Consigne:
Répondez à ces questions à l'aide de l'article ci-dessous sur le transfert au CSE des comptes et du patrimoine du CE :
(a) À quelle date l'article est-il paru ?
(b) Combien de salariés la société Bec emploie-t-elle ?
(c) D'après Xavier Huault-Dupuy, quelle part de ses clients n'était pas encore passée en CSE au 1er septembre 2019 ?
+++ Extrait de l'article +++
Transfert au CSE des comptes et du patrimoine du CE : quelle méthode adopter ?

Transfert au CSE des comptes et du patrimoine du CE : quelle méthode adopter ?

09.10.2019

Représentants du personnel

Le temps presse pour les entreprises non encore passées en comité social et économique (CSE). Comment les élus doivent-ils procéder pour transférer les comptes et le patrimoine du CE vers le CSE ? L'éclairage et les conseils de Xavier Huault-Dupuy, expert comptable et commissaire aux comptes, dont le cabinet, Bec, est spécialisé dans la comptabilité des CE/CSE. Interview.

Vous dirigez Bec, une société spécialisée dans la comptabilité des CE/CSE qui emploie 18 salariés. Estimez-vous, comme la CFDT, que la moitié des entreprises sont passées en CSE ?

"Au 1er septembre 2019, j'estime que 50% de nos clients ne sont pas encore passés en CSE. Il s'agit plutôt de gros CE. Dans certains groupes, la négociation des accords a pris du temps, et la contestation du périmètre choisi par les directions, devant la Direccte (Ndlr : direction régionale du travail) ou le tribunal administratif, a allongé les délais.
+++ Lignes fournies +++
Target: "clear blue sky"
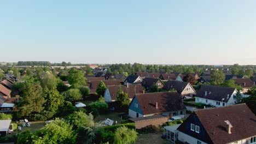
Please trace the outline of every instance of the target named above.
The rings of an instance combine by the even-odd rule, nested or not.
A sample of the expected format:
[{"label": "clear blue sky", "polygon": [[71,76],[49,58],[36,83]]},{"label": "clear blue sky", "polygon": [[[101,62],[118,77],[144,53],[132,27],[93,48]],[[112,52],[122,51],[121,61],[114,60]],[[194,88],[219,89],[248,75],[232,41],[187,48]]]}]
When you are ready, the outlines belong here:
[{"label": "clear blue sky", "polygon": [[2,1],[0,61],[256,64],[256,1]]}]

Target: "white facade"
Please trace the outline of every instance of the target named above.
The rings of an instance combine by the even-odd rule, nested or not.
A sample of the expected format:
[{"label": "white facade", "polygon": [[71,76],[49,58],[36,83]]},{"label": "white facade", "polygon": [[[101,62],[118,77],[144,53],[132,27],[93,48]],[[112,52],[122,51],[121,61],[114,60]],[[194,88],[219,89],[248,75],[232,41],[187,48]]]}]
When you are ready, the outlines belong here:
[{"label": "white facade", "polygon": [[203,142],[199,140],[197,140],[194,137],[189,136],[182,132],[179,131],[178,139],[182,142],[187,142],[189,143],[197,143],[197,141],[200,141],[202,144],[207,144],[207,143]]},{"label": "white facade", "polygon": [[131,109],[129,109],[129,116],[132,118],[136,118],[137,117],[137,113],[138,114],[138,117],[144,117],[144,115],[141,115],[141,113],[137,113],[136,111],[133,111]]},{"label": "white facade", "polygon": [[[236,89],[234,91],[233,93],[231,96],[228,96],[229,98],[229,100],[227,103],[223,102],[220,101],[217,101],[208,99],[202,98],[199,97],[195,97],[195,103],[202,103],[206,105],[211,105],[214,106],[215,107],[220,107],[220,106],[225,106],[228,105],[234,105],[235,104],[236,100],[234,99],[234,96],[237,93]],[[227,95],[228,98],[228,95]],[[225,101],[225,100],[223,100]]]},{"label": "white facade", "polygon": [[190,97],[192,97],[193,95],[195,94],[195,93],[196,92],[195,89],[194,89],[192,86],[191,86],[190,84],[189,83],[186,86],[185,88],[183,89],[183,91],[182,91],[181,94],[182,95],[189,94]]}]

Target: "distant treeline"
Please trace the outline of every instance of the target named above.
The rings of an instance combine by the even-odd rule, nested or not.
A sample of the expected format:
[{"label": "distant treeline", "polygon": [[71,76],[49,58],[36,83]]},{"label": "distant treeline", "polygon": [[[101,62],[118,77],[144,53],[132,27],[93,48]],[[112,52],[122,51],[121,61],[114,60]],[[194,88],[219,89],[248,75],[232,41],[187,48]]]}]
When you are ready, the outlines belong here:
[{"label": "distant treeline", "polygon": [[18,66],[50,66],[51,63],[48,61],[19,61]]}]

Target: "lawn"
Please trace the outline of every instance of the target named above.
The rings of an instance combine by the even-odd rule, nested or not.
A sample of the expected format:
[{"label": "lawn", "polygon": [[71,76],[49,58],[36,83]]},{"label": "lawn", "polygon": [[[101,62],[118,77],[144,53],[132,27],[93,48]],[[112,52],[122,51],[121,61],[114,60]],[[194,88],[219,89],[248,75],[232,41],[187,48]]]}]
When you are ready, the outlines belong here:
[{"label": "lawn", "polygon": [[114,123],[115,123],[115,121],[117,121],[118,124],[119,124],[121,122],[121,118],[118,117],[119,113],[118,112],[112,112],[106,115],[100,115],[95,118],[94,121],[96,122],[98,122],[108,118],[111,120],[113,120]]},{"label": "lawn", "polygon": [[162,139],[161,136],[161,134],[153,133],[148,134],[142,134],[138,135],[138,139],[135,142],[135,144],[144,144],[144,143],[170,143],[166,140]]}]

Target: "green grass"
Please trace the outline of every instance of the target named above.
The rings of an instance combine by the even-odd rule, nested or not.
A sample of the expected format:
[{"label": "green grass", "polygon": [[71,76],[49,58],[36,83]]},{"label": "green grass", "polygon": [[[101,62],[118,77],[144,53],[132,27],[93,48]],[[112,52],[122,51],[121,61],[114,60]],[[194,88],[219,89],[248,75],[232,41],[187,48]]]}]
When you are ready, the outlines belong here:
[{"label": "green grass", "polygon": [[111,120],[113,120],[114,124],[115,124],[115,121],[117,121],[118,124],[119,124],[121,122],[121,118],[118,117],[118,112],[109,112],[106,115],[100,115],[95,118],[94,121],[96,122],[98,122],[108,118]]}]

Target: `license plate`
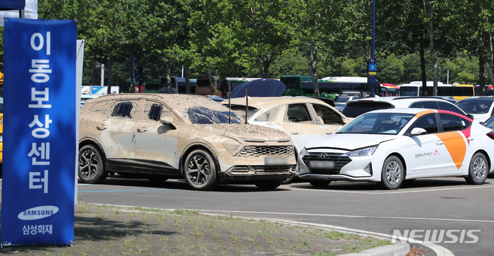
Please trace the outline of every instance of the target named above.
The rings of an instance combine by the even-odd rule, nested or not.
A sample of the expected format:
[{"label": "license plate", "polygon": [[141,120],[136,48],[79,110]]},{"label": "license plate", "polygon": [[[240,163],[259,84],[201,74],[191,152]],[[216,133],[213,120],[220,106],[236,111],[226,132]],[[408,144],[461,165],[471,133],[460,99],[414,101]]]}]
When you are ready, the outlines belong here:
[{"label": "license plate", "polygon": [[287,157],[266,157],[264,164],[267,166],[281,166],[290,164]]},{"label": "license plate", "polygon": [[335,168],[335,162],[333,161],[311,161],[311,168],[333,169]]}]

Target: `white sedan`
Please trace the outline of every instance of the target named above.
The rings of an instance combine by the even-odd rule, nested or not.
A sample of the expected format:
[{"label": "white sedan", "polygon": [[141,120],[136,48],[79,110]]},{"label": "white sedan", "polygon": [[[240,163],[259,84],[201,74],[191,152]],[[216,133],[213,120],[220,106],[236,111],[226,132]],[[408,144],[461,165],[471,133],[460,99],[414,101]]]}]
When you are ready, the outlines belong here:
[{"label": "white sedan", "polygon": [[397,189],[405,179],[464,177],[482,184],[493,171],[494,132],[449,111],[390,109],[364,114],[338,132],[307,142],[300,177],[316,187],[331,181],[377,181]]}]

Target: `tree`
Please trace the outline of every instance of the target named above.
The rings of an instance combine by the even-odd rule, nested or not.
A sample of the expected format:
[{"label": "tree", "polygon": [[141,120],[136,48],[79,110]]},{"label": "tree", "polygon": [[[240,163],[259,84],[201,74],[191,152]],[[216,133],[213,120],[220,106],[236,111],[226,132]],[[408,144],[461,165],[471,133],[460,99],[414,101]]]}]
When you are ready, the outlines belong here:
[{"label": "tree", "polygon": [[403,76],[405,68],[403,62],[396,57],[395,54],[391,53],[386,55],[381,55],[380,76],[381,83],[390,83],[396,84],[400,81]]},{"label": "tree", "polygon": [[305,55],[314,95],[318,97],[318,64],[322,52],[331,55],[345,48],[352,39],[348,36],[351,29],[348,21],[355,18],[354,12],[352,5],[342,0],[307,0],[296,3],[299,12],[293,14],[292,26],[296,29],[292,43]]}]

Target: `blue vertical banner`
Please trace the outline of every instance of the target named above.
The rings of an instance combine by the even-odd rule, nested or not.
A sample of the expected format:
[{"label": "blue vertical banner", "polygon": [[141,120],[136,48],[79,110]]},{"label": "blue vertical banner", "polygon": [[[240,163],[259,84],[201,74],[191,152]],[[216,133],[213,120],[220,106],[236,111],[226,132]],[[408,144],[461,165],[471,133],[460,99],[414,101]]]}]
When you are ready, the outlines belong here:
[{"label": "blue vertical banner", "polygon": [[73,242],[75,21],[6,18],[2,246]]}]

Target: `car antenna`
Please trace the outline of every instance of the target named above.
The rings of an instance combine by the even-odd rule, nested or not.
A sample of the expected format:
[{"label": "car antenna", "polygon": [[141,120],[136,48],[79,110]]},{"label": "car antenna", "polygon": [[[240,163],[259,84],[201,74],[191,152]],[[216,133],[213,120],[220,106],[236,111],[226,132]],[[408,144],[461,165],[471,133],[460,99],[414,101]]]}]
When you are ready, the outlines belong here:
[{"label": "car antenna", "polygon": [[246,88],[246,125],[247,125],[247,113],[248,112],[248,95],[247,95],[247,88]]},{"label": "car antenna", "polygon": [[228,81],[228,124],[231,124],[231,83]]}]

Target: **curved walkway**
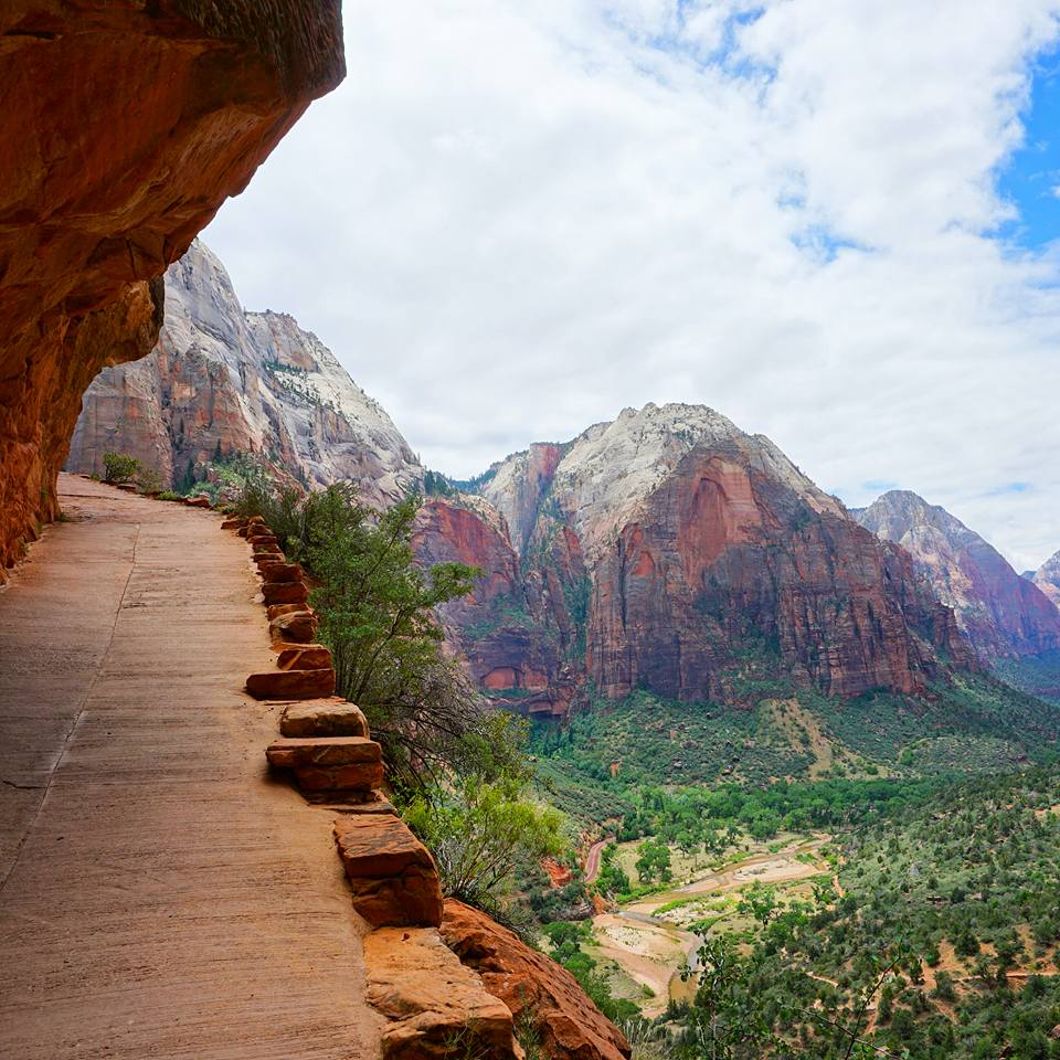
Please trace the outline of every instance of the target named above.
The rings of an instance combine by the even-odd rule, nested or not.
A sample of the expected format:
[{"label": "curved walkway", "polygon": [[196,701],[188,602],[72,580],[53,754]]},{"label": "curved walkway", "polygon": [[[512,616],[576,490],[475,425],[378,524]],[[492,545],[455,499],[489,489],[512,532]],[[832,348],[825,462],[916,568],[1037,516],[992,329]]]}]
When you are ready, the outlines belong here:
[{"label": "curved walkway", "polygon": [[62,476],[0,592],[0,1056],[375,1054],[331,819],[272,783],[264,611],[211,512]]}]

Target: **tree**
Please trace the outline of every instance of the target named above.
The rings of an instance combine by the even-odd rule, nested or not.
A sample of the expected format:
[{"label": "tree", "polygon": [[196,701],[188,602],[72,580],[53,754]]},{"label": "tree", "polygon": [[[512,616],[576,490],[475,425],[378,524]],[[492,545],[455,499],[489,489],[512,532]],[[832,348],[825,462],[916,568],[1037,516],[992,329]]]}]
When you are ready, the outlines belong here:
[{"label": "tree", "polygon": [[522,782],[467,777],[433,798],[418,795],[404,809],[409,826],[431,848],[442,890],[492,908],[519,865],[562,852],[563,816],[522,795]]},{"label": "tree", "polygon": [[674,878],[670,848],[661,839],[646,839],[637,854],[637,876],[642,883],[650,883],[656,879],[666,883]]},{"label": "tree", "polygon": [[335,659],[337,691],[364,711],[391,783],[406,793],[524,768],[524,722],[490,709],[442,653],[435,608],[469,593],[481,572],[463,563],[417,565],[420,505],[410,496],[377,512],[348,484],[304,495],[251,476],[235,506],[240,515],[264,516],[317,582],[310,603]]}]

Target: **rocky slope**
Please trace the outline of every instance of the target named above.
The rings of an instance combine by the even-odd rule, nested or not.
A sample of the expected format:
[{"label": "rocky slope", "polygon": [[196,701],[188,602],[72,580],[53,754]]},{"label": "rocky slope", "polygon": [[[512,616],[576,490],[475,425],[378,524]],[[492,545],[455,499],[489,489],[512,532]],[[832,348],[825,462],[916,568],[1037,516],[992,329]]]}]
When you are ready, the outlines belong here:
[{"label": "rocky slope", "polygon": [[855,513],[900,544],[985,659],[1060,647],[1060,612],[974,530],[909,490],[891,490]]},{"label": "rocky slope", "polygon": [[908,553],[712,410],[626,410],[469,488],[495,515],[436,499],[431,554],[491,576],[447,621],[481,685],[530,712],[585,680],[740,704],[763,665],[846,697],[974,662]]},{"label": "rocky slope", "polygon": [[138,457],[174,484],[189,465],[253,453],[307,485],[356,483],[386,502],[423,471],[390,417],[289,316],[247,312],[201,242],[166,272],[166,317],[149,357],[105,369],[85,393],[67,467]]},{"label": "rocky slope", "polygon": [[10,0],[0,34],[2,580],[84,389],[155,342],[149,282],[344,66],[338,0]]},{"label": "rocky slope", "polygon": [[1051,555],[1034,575],[1035,584],[1060,607],[1060,552]]}]

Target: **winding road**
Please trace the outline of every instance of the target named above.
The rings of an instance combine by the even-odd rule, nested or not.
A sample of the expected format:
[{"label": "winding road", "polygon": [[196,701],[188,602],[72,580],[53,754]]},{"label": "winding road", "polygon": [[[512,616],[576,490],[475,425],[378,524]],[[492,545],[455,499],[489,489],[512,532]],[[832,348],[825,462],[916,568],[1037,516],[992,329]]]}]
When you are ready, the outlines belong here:
[{"label": "winding road", "polygon": [[331,818],[264,759],[273,665],[218,516],[62,476],[0,592],[0,1056],[378,1049]]}]

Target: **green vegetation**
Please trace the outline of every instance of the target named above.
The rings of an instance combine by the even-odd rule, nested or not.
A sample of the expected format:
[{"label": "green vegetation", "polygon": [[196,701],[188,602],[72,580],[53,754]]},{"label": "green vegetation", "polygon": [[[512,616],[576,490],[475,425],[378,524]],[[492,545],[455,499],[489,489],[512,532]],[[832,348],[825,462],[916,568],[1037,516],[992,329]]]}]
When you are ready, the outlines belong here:
[{"label": "green vegetation", "polygon": [[1001,659],[995,671],[1014,688],[1060,706],[1060,650]]},{"label": "green vegetation", "polygon": [[841,898],[763,888],[741,903],[750,946],[723,922],[708,933],[695,1001],[664,1017],[672,1054],[1060,1056],[1058,814],[1050,766],[862,818],[844,836]]},{"label": "green vegetation", "polygon": [[404,817],[434,854],[445,893],[481,908],[505,897],[513,865],[566,848],[562,814],[526,799],[511,776],[466,777],[432,798],[420,794]]},{"label": "green vegetation", "polygon": [[[234,507],[263,516],[312,574],[338,691],[360,704],[382,744],[394,799],[433,850],[445,893],[520,926],[549,888],[541,858],[569,849],[565,822],[529,797],[523,724],[490,709],[442,653],[436,607],[468,593],[479,572],[416,565],[420,504],[411,496],[377,512],[348,486],[303,494],[254,476]],[[584,901],[580,883],[568,899]]]},{"label": "green vegetation", "polygon": [[560,922],[545,924],[542,929],[550,943],[550,956],[563,965],[596,1007],[612,1021],[636,1019],[640,1010],[633,1001],[613,997],[607,982],[600,974],[596,961],[583,948],[593,940],[592,929],[586,923]]},{"label": "green vegetation", "polygon": [[593,813],[605,810],[586,810],[594,823],[644,785],[1008,772],[1054,760],[1060,735],[1057,707],[985,675],[954,675],[922,699],[875,692],[842,701],[805,689],[748,709],[643,690],[590,699],[565,728],[536,725],[531,746],[569,812],[579,792],[593,793]]},{"label": "green vegetation", "polygon": [[131,483],[144,465],[125,453],[103,454],[103,480],[105,483]]}]

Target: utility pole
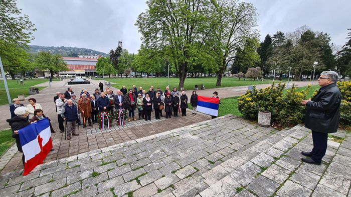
+++
Réponse attendue:
(a) Le 9 octobre 2019 (09.10.2019).
(b) 18 salariés.
(c) 50 %.